▶ **RECORDS SHOWN**:
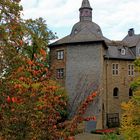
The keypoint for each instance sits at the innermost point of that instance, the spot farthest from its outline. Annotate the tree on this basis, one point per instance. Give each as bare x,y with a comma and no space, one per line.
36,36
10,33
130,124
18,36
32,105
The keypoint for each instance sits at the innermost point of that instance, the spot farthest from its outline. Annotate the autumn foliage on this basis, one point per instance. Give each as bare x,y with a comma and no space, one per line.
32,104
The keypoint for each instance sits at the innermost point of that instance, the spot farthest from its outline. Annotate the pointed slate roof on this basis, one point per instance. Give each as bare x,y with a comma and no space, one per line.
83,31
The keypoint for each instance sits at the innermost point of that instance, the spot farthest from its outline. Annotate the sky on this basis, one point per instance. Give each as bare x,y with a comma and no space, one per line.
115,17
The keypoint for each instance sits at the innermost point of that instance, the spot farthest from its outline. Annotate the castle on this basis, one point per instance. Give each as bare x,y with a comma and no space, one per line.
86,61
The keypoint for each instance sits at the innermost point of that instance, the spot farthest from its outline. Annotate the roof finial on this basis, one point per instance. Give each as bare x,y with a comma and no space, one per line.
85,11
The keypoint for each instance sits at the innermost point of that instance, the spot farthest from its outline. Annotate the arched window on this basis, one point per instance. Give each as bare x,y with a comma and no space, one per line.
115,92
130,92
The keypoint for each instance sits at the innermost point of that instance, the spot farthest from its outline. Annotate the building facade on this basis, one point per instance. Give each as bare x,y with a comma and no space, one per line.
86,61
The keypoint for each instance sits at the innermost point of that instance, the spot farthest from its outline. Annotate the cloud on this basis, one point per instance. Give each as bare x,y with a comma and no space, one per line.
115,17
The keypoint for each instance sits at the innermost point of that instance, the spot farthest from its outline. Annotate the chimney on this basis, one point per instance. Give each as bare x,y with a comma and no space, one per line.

--

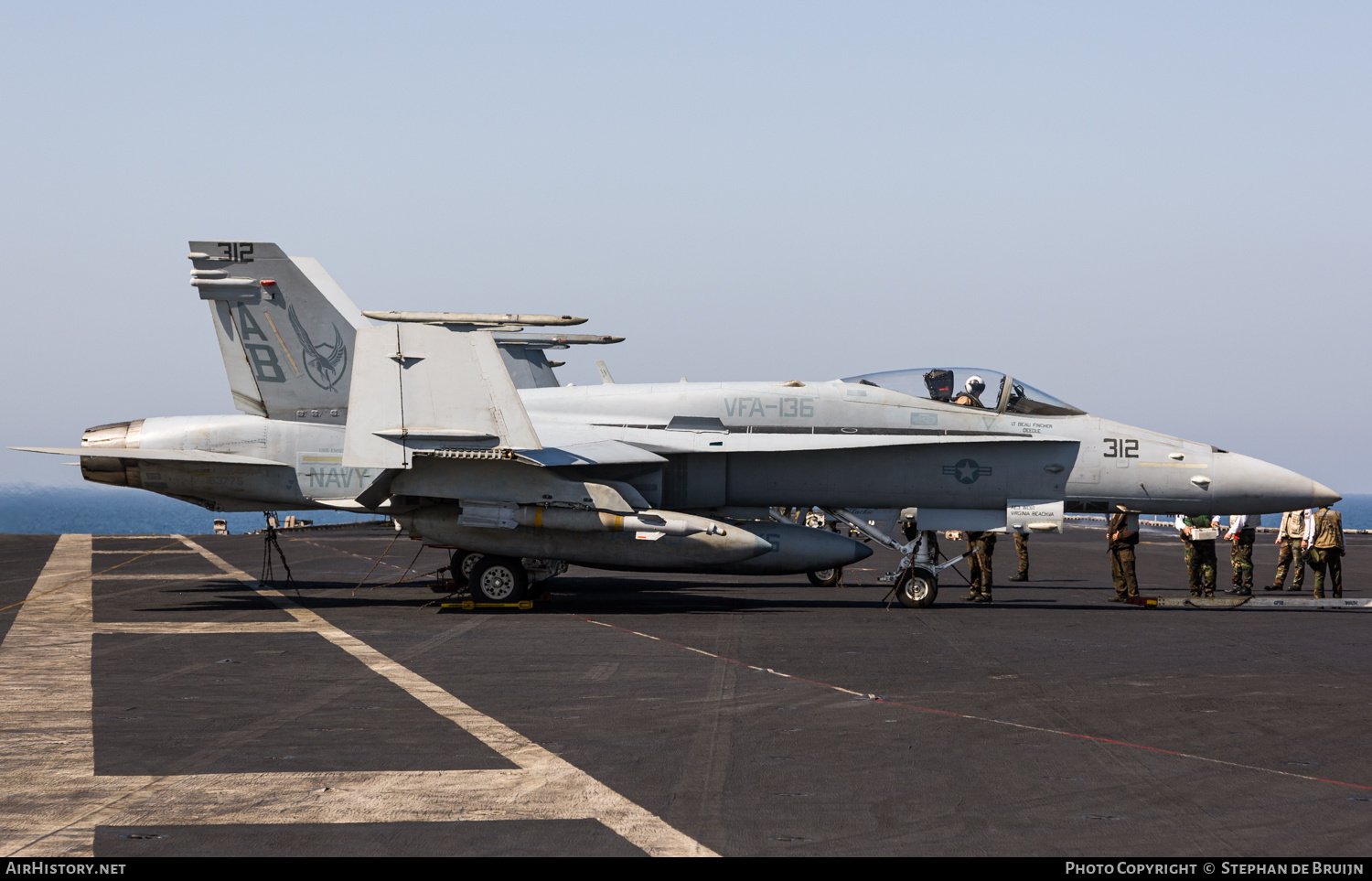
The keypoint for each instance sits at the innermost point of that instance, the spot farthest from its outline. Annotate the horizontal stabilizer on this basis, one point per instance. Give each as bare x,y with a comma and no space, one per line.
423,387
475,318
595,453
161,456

▶ **HOW TO COMPLETE THIS TASK**: Every line above from the line with "Annotate the building" to the line with "Annotate the chimney", inclusive, must be returned exactly; no other line belongs in the reply.

▶ **RESULT FOR THIS EXERCISE**:
The keypoint for each instance sits at the innermost point of that instance, the spot farthest from its outline. Annotate the building facade on this basis, one point per instance. Give each as bare x,y with a comma and no space, one per line.
86,61
The keypoint for each instance sits at the innermost point of that instance, the spot farthest from its outline. Annotate the cloud on this basis, one point per instance. Give each as bare x,y with a comma and no space, one per line.
115,17
The keypoint for each instance sits at the innermost point of that instance, the spot farthest from its outline. Annotate the chimney on this basis, one point per instance. Give each as bare x,y with a comma and no space, one per line.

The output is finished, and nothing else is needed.